* SOURCE RECORDS
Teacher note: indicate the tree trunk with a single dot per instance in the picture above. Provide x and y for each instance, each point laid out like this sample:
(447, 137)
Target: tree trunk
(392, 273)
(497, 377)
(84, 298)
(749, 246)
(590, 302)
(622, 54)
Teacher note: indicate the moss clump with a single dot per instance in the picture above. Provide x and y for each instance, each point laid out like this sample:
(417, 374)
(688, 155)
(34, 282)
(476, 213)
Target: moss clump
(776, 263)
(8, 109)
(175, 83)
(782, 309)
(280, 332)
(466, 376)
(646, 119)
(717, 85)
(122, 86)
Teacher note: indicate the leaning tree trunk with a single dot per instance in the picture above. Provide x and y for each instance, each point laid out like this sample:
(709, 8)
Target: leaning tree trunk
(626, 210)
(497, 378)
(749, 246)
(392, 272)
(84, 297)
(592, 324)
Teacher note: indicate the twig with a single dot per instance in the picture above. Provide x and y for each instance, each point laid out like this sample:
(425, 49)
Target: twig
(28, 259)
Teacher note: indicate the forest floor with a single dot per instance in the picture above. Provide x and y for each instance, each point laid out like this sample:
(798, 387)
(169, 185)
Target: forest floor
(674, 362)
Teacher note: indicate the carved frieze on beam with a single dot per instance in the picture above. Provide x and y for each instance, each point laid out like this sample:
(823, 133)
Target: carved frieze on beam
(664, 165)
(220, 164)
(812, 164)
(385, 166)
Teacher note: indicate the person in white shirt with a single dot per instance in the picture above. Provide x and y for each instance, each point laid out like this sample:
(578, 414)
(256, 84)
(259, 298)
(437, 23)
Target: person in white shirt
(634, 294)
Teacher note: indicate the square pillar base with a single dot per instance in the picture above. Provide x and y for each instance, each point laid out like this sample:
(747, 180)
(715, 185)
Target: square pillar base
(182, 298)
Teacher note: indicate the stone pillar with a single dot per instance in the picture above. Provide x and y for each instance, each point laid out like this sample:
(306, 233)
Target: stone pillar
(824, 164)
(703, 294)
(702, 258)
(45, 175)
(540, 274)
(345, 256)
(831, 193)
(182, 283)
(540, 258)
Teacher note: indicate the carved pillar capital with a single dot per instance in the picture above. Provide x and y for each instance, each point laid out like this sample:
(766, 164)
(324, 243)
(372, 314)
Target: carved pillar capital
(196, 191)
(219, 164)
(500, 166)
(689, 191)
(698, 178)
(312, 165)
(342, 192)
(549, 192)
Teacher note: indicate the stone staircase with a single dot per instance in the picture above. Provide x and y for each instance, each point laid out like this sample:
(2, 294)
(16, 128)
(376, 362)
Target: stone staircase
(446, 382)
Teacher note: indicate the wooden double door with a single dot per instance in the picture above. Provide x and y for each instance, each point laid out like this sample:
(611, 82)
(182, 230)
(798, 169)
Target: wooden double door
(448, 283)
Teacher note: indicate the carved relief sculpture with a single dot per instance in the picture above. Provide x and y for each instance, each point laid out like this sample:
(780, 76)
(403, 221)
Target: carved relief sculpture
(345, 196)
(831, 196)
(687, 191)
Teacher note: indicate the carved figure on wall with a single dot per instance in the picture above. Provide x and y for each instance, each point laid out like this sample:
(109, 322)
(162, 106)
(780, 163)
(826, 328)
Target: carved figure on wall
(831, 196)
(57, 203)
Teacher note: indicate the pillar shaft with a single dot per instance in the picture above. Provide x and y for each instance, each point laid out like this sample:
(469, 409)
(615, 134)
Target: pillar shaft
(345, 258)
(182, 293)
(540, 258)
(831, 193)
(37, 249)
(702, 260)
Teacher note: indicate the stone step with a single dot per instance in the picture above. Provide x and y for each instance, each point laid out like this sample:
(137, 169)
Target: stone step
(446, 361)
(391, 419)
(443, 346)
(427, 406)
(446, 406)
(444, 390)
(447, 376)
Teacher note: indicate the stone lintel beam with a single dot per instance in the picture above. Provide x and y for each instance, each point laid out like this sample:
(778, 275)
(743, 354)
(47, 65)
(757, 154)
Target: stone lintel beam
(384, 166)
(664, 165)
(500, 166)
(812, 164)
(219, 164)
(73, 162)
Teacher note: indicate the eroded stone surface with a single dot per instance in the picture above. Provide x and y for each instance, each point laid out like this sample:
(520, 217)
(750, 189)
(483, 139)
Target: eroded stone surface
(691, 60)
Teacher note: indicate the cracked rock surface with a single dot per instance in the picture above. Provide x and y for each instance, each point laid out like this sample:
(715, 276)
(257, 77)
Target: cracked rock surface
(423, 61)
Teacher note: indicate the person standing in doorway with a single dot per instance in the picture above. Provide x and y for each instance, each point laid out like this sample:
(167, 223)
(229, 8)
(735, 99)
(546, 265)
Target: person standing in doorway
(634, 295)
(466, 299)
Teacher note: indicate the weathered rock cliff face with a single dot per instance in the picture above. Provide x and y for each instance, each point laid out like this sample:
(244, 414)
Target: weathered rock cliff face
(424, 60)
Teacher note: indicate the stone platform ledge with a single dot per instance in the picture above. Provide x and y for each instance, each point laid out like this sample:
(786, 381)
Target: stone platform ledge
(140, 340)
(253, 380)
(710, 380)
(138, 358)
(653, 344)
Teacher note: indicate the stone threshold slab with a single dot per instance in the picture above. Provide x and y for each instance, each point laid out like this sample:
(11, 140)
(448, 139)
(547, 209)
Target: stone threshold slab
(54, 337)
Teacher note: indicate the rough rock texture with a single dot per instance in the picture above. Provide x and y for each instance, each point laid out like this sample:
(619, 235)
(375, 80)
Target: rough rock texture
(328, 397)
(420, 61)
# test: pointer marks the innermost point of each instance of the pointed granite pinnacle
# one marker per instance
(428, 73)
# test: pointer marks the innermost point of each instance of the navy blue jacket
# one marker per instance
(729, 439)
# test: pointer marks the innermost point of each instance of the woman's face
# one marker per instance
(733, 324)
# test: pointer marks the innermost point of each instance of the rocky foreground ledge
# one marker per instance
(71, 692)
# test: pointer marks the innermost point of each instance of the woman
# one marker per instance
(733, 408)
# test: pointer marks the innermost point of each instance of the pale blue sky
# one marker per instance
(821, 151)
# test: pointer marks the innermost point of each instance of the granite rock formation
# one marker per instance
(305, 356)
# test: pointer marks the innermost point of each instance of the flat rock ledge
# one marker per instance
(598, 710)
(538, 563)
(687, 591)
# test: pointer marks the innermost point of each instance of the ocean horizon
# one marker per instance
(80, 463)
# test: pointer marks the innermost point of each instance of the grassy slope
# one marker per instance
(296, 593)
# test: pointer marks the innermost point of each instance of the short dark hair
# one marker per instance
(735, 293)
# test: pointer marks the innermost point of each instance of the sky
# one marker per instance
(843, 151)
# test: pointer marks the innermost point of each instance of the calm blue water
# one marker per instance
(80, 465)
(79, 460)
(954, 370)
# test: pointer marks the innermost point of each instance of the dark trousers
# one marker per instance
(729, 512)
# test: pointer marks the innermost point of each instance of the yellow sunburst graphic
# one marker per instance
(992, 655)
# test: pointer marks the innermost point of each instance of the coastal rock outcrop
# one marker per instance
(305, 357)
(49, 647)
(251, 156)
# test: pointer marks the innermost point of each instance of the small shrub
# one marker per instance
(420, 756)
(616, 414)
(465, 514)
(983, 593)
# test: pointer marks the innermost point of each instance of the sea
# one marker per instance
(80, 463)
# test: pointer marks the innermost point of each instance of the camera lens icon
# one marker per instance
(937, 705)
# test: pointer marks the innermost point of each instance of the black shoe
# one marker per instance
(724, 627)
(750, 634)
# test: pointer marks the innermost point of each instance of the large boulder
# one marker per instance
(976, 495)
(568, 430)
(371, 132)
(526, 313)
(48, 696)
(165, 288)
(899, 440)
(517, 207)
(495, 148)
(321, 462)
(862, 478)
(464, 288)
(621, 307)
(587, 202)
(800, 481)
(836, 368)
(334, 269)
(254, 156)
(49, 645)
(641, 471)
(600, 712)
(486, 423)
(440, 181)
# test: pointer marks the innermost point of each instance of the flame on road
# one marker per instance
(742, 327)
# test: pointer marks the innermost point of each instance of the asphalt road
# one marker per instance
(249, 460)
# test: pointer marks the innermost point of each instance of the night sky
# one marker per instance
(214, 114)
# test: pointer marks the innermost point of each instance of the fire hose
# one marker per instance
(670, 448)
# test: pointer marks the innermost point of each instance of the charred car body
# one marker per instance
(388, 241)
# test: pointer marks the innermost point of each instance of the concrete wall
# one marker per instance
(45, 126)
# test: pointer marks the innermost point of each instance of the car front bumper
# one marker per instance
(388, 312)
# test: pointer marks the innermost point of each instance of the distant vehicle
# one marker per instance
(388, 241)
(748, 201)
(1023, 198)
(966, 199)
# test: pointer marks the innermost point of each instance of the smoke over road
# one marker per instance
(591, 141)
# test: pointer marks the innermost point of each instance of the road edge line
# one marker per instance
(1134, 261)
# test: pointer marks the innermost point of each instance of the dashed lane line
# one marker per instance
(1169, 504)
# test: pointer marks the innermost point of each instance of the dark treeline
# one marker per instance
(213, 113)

* GIVEN EXERCISE
Reproduce word for word the part of the material above that opens with the line containing "the asphalt road" and closes with the line containing "(1134, 261)", including both of those lines.

* FINISHED TASK
# test: pointer marks the innermost point of each instance of the asphalt road
# one marker per instance
(249, 460)
# test: pointer marks the innermost point of each instance of the night sky
# one marker per instance
(214, 114)
# test: pointer marks the innermost point of each instance of the fire hose
# one marker per instance
(670, 448)
# test: pointer marks the innermost point of each instance of the charred car body
# one marker per instance
(388, 241)
# test: pointer marks the innermost point of each instance of the concrete wall
# one marker per instance
(45, 126)
# test: pointer marks the innermost point of each instance of the car front bumper
# one marker per instance
(388, 312)
# test: pointer marks the innermost point of each instance of the distant vehicle
# one marker per instance
(388, 241)
(748, 201)
(1023, 198)
(966, 199)
# test: pointer marks the innermost point of each instance of the smoke over road
# one marker per instance
(591, 141)
# test: pointer marks the innermost point of each instance of the road edge line
# one marker per instance
(1134, 261)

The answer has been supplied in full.